''Картинки с выставки''

Марк Шагал. "Скрипач". 1912 – 1913 (www.marc-chagall.ru)


Александр Генис: Наша традиционная рубрика ''Картинки с выставки'' сегодня отправится в Музей Гуггенхайма, который устроил очень популярную – особенно среди туристов – выставку модернистов начала прошлого – ХХ – века.

Сто работ, собранных кураторами из экспонатов и запасников музея, составляют экспозицию, уместно названную ''Великий переворот''. О том, что он был действительно великим сегодняшнему, ко всему привычному, зрителю надо напомнить. Но тогда – сто лет назад (экспонаты созданы между 1910 и 1918-м годами) - эти работы потрясали устои. Разрыв между модернизмом и всем предыдущим искусством был даже более радикальным, чем тот, что отделял языческую и христианскую культуру. В конце концов, кого бы ни изображала статуя — олимпийского героя или святого мученика, у нее были руки и ноги. Про произведения художника-модерниста этого не скажешь.
Молодой Пикассо, с работ которого начинается экспозиция, сформулировал революционный принцип новой живописи: изображать не оригинал, а отношение к нему. Реальность для Пикассо — всего лишь призма, сквозь которую он воспринимал мир. Разрывая с ХIХ веком, Пикассо открыл ХХ-му красоту там, где ее не приходило в голову искать раньше — в архаическом искусстве африканских примитивов.
Но это, как показывает выставка, было только началом. Юный модернизм был романтиком. Как и положено молодым, он восставал против догмы того степенного прогресса, что и дальше собирался, не торопясь, завоевывать мир паром и электричеством. Обнаружив условность и ограниченность правды ХIХ столетия, художник только что начавшегося ХХ века рвался сквозь нее — из сознания в подсознание. Мир, как на дрожжах, рос и вширь и вглубь. Палитра культуры становилась ярче, экзотичнее, причудливее, капризнее. Новый век искал внутреннего света, он искал простоты —языка, на котором говорит не ум, а сердце.

ПРЕДОСТАВЛЕННЫЕ ДАННЫЕ ▸

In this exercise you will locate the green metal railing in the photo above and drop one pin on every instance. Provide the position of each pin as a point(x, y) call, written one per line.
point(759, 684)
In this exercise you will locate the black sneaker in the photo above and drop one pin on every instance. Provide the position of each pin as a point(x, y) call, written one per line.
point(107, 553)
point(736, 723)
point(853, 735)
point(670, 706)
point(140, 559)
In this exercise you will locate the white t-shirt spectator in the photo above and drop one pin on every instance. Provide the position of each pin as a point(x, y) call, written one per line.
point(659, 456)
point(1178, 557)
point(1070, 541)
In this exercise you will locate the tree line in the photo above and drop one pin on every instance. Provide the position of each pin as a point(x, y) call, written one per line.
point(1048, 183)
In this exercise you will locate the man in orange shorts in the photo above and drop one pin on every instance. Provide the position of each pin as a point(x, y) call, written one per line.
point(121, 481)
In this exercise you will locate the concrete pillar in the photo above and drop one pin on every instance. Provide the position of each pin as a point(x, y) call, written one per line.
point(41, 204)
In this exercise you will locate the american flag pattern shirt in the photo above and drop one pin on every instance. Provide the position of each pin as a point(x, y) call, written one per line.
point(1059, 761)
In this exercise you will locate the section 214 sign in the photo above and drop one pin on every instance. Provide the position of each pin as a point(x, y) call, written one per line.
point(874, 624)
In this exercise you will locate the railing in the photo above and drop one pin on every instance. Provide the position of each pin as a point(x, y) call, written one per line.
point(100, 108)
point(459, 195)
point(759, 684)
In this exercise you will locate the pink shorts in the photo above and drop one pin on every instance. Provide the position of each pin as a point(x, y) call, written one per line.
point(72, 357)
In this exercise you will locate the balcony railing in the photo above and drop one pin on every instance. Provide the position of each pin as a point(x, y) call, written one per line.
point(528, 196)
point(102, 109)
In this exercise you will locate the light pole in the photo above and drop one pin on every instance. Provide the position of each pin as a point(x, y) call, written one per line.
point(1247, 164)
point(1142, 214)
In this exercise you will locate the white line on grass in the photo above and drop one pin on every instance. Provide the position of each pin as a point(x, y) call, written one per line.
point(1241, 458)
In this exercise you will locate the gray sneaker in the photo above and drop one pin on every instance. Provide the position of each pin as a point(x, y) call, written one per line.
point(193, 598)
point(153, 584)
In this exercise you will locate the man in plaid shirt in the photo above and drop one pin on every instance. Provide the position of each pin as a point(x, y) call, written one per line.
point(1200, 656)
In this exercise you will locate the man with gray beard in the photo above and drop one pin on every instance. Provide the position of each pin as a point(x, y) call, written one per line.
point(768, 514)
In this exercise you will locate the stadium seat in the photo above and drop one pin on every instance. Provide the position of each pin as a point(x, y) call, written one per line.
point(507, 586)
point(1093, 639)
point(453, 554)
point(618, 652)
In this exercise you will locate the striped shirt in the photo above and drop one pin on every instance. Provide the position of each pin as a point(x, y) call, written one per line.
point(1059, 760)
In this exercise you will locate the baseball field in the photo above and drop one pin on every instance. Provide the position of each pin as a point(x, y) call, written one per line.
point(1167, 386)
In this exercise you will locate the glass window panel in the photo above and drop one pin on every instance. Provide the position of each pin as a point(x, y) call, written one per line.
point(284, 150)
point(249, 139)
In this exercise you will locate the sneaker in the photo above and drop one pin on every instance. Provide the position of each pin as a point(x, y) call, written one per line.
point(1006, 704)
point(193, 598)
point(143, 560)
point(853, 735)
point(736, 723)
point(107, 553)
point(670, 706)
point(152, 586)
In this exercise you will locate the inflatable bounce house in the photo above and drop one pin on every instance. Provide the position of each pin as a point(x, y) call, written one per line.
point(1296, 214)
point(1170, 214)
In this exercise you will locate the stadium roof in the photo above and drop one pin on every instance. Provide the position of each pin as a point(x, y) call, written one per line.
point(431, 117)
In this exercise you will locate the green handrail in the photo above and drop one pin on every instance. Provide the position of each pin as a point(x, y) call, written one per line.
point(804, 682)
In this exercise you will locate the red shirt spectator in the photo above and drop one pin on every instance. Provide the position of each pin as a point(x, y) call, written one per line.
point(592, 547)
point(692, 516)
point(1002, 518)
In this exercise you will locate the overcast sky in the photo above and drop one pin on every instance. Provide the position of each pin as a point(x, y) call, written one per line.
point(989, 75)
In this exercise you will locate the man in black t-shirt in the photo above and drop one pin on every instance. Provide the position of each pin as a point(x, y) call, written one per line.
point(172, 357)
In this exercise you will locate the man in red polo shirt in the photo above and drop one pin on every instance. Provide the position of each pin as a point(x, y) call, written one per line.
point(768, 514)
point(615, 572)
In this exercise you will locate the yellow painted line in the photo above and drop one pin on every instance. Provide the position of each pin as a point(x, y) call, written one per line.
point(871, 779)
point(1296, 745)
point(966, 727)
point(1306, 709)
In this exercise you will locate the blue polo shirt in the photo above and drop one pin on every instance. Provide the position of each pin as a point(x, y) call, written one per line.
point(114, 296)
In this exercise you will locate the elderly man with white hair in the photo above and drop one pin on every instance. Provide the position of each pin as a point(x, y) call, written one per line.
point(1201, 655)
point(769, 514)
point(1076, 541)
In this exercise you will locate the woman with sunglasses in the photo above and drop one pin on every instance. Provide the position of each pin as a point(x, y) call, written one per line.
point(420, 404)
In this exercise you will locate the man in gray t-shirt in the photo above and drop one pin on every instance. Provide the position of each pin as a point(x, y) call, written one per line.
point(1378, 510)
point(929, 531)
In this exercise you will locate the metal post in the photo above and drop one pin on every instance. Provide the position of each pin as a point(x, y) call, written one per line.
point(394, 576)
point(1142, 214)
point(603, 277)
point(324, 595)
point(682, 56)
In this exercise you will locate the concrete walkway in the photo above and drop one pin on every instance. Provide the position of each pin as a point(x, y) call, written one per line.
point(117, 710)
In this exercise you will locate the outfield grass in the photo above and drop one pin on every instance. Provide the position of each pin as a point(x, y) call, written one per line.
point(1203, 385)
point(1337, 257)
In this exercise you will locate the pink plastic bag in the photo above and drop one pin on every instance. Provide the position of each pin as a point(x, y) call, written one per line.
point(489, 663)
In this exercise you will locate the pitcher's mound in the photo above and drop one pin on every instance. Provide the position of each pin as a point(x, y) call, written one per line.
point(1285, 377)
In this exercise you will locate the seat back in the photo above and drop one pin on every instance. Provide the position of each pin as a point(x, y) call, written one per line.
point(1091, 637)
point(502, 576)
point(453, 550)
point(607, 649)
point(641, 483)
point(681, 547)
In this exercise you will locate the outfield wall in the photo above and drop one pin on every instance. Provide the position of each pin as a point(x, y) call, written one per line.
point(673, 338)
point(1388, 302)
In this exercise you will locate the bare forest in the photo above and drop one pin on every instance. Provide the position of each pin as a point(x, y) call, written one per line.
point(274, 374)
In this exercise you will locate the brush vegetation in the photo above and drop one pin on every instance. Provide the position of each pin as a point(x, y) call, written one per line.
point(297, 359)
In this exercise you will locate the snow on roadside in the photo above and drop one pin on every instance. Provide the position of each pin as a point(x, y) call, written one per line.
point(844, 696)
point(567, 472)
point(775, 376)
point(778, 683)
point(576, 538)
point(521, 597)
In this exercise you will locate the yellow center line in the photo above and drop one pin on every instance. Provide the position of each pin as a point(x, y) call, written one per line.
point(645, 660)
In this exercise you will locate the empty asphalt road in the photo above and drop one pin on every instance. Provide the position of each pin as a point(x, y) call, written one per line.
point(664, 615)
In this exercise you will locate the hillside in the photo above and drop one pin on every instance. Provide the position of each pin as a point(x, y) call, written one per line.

ВАШИ ЗАДАНИЯ ▸
a – Ответьте на вопросы по тексту о выставке в Музее Гуггенхайма.
(i) Сколько работ составляют экспозицию?
(ii) Между какими годами созданы экспонаты?
(iii) В каком искусстве Пикассо открыл красоту?
b – Верните без изменений фрагмент текста о выставке в Музее Гуггенхайма между словами «Сто работ, собранных» и «этого не скажешь.» включительно.

СПИСОК РЕШЕНИЙ ▸
a –
(i) Сто работ.
(ii) Между 1910 и 1918 годами.
(iii) В архаическом искусстве африканских примитивов.

b –
Сто работ, собранных кураторами из экспонатов и запасников музея, составляют экспозицию, уместно названную ''Великий переворот''. О том, что он был действительно великим сегодняшнему, ко всему привычному, зрителю надо напомнить. Но тогда – сто лет назад (экспонаты созданы между 1910 и 1918-м годами) - эти работы потрясали устои. Разрыв между модернизмом и всем предыдущим искусством был даже более радикальным, чем тот, что отделял языческую и христианскую культуру. В конце концов, кого бы ни изображала статуя — олимпийского героя или святого мученика, у нее были руки и ноги. Про произведения художника-модерниста этого не скажешь.